Data items:
'''
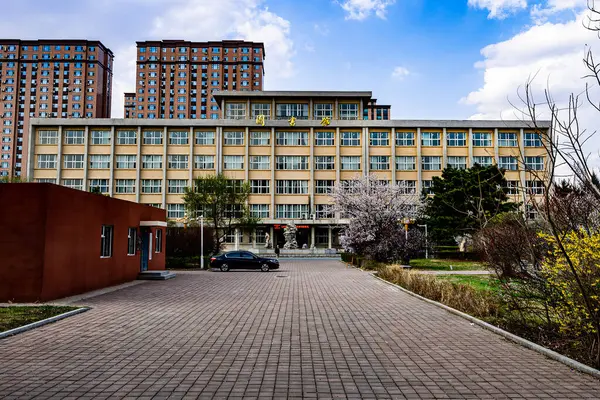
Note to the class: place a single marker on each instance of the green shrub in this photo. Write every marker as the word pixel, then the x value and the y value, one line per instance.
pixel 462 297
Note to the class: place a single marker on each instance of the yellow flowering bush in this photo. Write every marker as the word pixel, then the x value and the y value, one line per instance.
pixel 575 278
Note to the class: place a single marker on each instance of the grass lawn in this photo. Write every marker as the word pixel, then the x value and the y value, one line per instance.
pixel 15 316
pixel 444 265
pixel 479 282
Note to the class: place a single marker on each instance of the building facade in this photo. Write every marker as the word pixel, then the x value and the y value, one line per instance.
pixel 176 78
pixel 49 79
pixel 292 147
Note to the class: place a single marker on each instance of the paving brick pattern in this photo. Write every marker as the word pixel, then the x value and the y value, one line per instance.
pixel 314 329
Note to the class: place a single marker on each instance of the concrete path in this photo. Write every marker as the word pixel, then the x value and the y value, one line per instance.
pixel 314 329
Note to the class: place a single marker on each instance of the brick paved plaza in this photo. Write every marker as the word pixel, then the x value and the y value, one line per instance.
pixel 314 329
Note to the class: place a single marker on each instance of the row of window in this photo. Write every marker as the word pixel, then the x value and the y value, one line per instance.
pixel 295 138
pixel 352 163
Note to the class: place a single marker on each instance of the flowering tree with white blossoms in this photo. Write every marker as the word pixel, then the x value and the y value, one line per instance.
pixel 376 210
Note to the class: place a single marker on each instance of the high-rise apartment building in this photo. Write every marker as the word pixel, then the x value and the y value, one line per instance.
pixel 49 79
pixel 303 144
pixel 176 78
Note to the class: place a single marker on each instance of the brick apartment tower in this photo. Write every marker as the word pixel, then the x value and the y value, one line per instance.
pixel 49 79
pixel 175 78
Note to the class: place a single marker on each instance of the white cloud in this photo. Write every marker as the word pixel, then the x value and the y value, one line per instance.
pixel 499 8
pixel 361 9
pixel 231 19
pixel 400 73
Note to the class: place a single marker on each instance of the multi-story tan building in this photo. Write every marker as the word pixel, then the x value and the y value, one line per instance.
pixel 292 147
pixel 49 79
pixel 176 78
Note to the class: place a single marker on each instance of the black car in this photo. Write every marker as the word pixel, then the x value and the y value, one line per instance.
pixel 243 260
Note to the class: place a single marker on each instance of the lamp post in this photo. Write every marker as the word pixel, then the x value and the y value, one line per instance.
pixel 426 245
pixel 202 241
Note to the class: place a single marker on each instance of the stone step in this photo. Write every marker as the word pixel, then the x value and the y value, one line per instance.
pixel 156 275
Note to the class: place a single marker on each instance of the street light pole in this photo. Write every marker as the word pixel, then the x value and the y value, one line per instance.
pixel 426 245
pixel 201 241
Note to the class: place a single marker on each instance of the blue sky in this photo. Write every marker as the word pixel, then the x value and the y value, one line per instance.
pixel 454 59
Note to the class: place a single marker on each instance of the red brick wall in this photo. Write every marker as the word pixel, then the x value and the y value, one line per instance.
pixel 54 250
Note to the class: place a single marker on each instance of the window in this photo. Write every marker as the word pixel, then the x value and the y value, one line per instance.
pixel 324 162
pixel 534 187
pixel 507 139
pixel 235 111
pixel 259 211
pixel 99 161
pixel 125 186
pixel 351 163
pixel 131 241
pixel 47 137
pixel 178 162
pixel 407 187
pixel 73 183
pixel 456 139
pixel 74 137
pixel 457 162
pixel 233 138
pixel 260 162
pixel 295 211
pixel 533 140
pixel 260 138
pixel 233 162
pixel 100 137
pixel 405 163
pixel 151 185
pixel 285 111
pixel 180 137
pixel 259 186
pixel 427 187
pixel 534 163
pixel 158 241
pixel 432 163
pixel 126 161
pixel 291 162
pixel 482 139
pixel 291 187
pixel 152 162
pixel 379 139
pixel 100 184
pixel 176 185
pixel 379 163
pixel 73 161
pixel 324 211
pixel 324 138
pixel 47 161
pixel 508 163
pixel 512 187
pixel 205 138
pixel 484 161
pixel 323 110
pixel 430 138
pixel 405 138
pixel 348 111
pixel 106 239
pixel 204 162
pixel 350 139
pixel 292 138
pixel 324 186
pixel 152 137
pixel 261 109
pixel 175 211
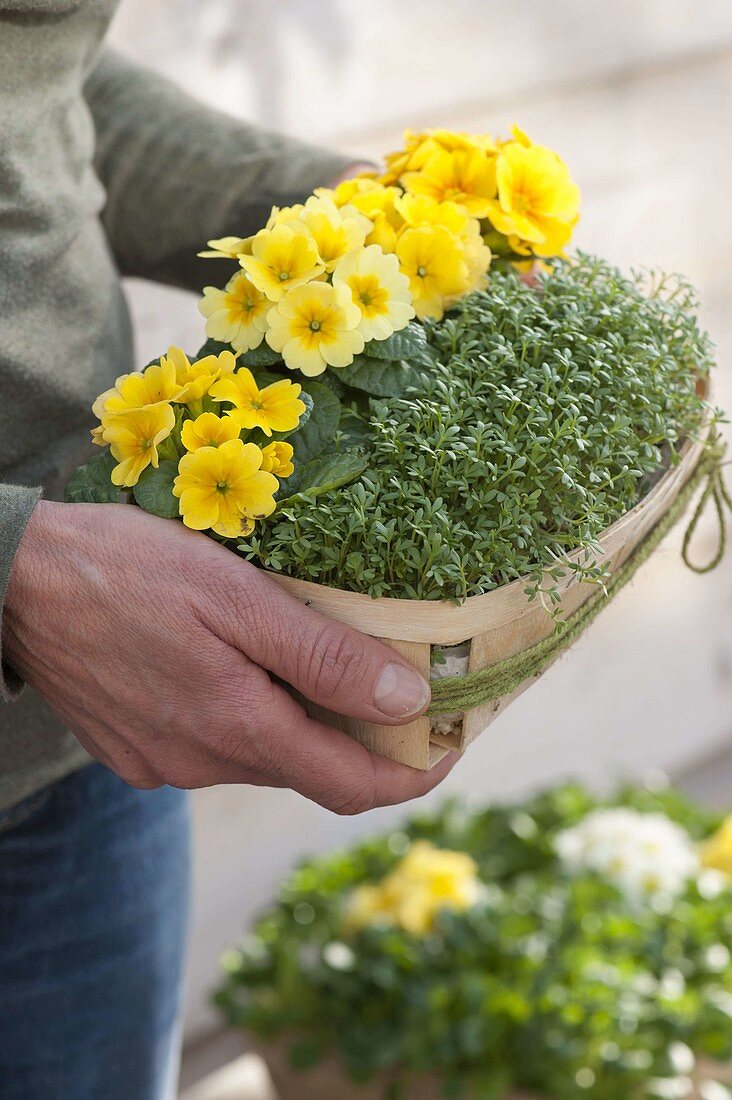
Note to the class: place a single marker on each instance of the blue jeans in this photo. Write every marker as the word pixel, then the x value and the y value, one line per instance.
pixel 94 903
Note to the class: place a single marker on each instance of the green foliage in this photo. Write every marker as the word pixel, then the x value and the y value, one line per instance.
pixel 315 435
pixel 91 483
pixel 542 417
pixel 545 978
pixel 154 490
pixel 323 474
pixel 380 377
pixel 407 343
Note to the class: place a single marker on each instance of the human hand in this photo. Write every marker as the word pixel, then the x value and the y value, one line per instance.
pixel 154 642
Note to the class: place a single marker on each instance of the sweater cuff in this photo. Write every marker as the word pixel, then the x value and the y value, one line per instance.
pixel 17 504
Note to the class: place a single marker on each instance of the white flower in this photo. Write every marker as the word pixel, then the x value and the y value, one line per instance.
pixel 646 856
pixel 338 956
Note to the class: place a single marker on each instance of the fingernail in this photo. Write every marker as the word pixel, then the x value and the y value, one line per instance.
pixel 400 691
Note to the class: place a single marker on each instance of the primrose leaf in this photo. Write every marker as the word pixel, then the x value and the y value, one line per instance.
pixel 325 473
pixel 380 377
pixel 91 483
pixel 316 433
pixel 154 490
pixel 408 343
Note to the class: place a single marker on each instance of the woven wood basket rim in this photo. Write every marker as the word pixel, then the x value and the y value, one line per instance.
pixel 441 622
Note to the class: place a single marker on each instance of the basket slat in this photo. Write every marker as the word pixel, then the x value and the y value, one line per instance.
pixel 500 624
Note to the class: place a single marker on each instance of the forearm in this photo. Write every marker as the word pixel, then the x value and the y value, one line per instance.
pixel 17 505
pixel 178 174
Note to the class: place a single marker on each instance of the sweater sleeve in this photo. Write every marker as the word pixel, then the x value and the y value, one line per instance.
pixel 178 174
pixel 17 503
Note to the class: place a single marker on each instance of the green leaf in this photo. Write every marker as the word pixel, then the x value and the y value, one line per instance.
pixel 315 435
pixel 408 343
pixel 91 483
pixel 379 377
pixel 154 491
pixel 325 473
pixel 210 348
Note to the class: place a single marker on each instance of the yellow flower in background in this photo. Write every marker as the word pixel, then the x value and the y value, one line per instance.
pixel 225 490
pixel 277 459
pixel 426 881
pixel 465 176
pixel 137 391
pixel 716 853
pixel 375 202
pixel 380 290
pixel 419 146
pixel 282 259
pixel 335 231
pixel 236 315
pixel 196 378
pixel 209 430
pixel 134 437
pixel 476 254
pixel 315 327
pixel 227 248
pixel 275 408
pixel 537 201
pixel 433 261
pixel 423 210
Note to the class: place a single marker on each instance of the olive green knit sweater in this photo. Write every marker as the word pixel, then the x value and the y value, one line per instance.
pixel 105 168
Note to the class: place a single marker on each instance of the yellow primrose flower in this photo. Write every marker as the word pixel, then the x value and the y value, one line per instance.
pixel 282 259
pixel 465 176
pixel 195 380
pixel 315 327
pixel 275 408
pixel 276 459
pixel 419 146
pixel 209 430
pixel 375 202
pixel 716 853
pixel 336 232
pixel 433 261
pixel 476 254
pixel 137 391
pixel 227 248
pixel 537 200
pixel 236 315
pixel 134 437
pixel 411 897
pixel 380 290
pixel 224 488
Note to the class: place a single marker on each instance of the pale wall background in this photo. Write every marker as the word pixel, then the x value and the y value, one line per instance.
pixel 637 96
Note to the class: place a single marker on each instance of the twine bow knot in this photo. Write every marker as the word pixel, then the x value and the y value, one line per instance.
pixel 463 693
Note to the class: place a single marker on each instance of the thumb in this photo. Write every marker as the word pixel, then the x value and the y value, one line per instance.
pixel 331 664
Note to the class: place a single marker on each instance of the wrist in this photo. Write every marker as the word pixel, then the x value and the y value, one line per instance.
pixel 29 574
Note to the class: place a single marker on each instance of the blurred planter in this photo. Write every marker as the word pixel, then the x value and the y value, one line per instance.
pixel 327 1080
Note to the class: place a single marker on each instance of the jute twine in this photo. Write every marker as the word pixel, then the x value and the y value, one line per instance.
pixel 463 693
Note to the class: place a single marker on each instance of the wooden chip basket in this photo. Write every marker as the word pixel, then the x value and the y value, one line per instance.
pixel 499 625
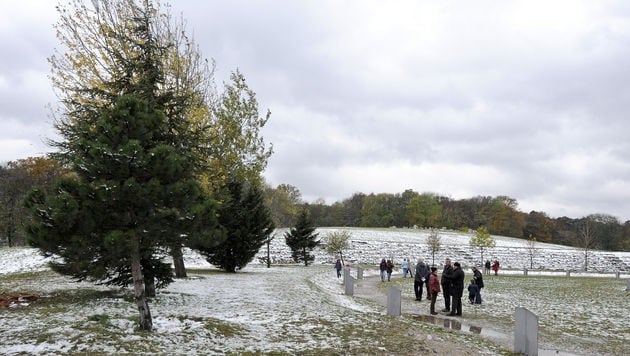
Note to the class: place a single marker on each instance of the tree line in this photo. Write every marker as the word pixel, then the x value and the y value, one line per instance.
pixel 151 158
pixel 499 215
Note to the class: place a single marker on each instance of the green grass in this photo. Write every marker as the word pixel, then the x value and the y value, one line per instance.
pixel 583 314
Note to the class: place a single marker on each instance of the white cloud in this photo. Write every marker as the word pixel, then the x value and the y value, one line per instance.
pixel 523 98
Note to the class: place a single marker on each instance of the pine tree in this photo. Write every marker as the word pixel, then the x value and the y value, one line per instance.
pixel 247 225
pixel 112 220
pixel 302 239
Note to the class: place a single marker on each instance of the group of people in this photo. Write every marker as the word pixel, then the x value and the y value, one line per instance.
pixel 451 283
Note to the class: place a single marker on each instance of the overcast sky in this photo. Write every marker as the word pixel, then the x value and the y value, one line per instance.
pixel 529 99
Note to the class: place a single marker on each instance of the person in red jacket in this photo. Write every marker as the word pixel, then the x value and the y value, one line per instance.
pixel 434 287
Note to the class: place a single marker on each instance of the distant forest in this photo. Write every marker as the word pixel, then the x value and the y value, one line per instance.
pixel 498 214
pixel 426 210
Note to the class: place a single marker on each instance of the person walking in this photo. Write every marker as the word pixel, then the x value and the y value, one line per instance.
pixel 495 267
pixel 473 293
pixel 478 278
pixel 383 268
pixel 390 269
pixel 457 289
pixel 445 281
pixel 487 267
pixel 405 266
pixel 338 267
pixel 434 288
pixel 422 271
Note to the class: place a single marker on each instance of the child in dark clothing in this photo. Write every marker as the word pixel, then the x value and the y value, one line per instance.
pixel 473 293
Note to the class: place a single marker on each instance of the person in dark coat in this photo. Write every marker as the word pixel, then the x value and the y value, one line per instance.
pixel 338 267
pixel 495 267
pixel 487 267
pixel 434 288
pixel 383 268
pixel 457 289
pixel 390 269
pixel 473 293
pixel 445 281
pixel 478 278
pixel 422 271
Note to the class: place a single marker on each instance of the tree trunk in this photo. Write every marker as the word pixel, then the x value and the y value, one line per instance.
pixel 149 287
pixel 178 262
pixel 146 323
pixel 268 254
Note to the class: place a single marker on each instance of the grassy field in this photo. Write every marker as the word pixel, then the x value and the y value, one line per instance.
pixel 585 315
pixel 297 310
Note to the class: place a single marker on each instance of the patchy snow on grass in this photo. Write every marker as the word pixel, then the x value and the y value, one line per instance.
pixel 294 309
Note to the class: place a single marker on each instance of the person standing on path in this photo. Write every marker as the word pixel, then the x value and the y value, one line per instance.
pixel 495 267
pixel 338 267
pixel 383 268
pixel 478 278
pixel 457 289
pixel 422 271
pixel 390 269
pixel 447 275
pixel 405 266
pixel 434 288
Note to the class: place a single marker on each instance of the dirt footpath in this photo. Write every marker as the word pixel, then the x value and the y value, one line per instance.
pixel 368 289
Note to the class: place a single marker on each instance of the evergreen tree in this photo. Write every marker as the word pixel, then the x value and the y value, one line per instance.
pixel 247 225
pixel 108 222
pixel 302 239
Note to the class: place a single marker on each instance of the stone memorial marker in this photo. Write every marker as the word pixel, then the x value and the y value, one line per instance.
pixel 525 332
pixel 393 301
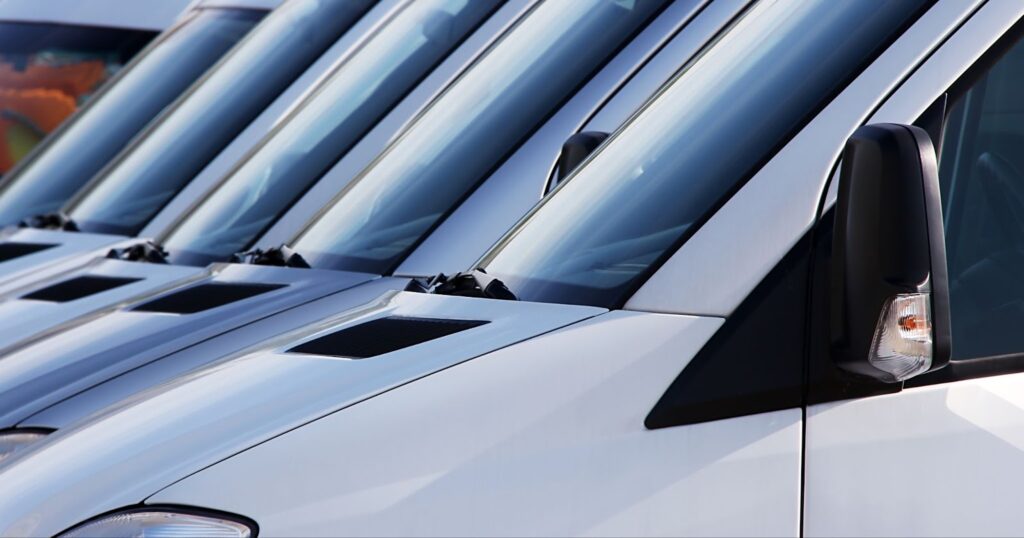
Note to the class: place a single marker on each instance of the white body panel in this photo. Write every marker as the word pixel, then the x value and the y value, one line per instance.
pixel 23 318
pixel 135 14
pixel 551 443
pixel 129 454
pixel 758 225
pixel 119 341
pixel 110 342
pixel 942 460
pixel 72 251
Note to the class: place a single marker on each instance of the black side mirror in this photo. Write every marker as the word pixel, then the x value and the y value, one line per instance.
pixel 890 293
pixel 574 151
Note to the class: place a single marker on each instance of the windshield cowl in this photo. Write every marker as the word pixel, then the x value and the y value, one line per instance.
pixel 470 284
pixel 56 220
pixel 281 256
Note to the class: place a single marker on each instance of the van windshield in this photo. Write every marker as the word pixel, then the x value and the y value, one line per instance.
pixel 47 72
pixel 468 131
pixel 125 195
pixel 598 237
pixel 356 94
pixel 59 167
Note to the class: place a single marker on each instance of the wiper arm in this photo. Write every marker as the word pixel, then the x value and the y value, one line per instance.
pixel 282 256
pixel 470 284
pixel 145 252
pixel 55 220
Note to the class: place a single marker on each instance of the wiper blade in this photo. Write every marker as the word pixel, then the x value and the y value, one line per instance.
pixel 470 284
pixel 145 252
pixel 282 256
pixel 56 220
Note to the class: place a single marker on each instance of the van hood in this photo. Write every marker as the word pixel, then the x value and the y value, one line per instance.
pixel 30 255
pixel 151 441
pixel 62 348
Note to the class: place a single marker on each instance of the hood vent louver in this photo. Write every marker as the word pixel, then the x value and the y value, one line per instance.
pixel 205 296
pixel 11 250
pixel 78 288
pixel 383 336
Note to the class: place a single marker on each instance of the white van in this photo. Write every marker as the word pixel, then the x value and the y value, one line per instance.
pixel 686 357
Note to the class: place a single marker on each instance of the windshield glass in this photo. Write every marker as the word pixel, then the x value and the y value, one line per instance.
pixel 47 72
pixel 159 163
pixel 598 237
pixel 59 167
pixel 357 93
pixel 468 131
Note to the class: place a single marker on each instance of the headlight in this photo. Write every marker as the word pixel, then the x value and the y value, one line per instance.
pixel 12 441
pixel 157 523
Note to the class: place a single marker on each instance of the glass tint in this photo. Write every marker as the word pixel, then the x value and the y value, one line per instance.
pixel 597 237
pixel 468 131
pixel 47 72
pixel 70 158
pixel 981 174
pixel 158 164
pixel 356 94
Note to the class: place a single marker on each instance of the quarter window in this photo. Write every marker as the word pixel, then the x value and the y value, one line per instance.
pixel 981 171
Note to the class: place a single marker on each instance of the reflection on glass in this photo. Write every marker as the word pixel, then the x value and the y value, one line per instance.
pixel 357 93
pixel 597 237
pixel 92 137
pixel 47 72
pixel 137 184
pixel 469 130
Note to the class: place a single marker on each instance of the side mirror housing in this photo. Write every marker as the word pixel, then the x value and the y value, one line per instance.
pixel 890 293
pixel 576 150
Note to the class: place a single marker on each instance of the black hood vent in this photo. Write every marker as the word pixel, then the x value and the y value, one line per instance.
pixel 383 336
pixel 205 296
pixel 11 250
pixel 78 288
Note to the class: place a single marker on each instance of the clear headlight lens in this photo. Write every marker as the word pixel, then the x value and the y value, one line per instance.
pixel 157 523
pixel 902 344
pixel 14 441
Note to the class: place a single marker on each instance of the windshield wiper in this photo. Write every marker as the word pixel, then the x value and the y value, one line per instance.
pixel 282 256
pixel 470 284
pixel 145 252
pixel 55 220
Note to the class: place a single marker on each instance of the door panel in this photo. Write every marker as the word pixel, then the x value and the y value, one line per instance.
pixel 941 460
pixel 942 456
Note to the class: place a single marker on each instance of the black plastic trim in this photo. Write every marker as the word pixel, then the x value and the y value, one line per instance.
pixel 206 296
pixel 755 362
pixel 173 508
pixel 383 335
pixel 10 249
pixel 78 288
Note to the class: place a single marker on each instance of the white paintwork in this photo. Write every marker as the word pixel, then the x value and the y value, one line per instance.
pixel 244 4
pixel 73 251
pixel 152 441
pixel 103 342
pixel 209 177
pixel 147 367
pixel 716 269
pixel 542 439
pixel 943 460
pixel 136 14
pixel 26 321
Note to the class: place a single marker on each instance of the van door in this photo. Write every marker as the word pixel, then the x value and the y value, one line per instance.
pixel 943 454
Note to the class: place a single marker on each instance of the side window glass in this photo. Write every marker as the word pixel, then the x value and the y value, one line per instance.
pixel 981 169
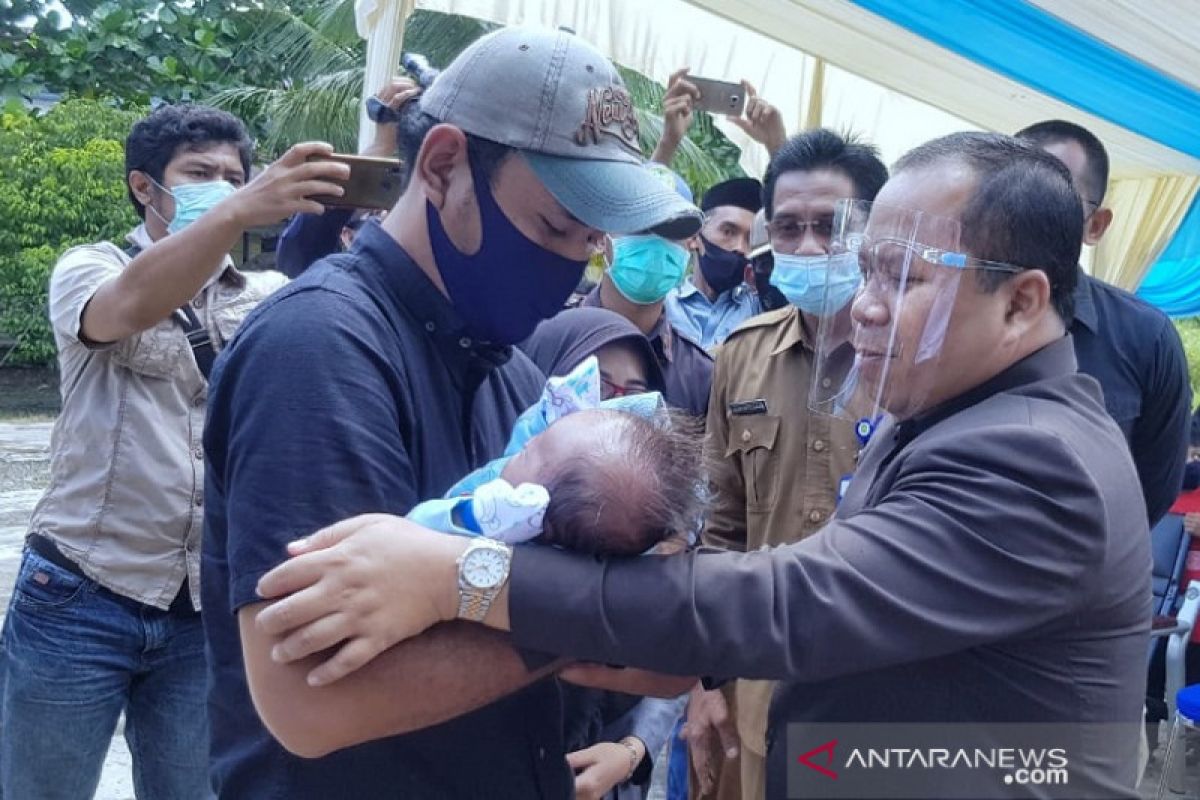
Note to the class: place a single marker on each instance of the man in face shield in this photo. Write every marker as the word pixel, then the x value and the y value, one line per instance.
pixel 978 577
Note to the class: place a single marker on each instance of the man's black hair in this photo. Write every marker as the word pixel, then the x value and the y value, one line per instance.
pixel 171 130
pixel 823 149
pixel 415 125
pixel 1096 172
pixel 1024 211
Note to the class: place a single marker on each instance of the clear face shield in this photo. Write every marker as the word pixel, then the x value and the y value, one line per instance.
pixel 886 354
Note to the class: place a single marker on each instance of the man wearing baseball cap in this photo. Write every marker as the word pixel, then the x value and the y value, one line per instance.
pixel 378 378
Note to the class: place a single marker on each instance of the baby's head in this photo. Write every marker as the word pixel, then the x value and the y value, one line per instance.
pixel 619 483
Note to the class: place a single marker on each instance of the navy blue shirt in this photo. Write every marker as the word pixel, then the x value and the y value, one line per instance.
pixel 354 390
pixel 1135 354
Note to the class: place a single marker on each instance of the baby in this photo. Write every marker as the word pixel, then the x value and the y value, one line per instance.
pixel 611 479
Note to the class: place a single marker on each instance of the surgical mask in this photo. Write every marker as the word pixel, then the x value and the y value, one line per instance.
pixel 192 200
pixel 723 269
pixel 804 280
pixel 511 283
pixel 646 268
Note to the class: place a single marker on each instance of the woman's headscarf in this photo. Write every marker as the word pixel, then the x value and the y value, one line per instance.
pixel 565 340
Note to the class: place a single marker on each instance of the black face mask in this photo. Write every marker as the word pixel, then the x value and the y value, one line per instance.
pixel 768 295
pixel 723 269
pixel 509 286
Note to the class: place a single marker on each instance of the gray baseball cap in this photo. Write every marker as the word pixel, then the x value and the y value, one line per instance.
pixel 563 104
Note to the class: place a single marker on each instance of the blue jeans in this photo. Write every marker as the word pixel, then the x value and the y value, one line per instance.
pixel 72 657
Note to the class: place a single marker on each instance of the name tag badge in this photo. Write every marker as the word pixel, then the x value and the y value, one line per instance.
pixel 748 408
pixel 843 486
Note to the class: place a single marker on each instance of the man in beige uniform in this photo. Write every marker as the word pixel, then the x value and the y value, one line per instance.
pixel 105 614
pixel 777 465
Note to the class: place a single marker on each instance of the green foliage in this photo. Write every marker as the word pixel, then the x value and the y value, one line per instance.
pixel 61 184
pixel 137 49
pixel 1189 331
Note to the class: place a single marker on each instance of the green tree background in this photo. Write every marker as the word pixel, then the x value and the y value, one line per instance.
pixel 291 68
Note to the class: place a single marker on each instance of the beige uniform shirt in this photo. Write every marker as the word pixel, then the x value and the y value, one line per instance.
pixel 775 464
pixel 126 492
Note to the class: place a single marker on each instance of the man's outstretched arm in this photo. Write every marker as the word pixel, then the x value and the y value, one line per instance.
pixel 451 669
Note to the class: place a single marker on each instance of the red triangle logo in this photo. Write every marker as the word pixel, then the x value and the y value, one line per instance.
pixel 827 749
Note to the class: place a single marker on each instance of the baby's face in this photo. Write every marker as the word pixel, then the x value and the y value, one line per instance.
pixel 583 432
'''
* [Description of the task] Each line from the one containing "the baby's face" to the end of the records should be echoed exactly, and no other line.

* [Output of the exercise]
Note to the class: place a single marker on each instance of the baby's face in this photo. Write every marker as the word pixel, then the x value and the y value, one line per instance.
pixel 583 432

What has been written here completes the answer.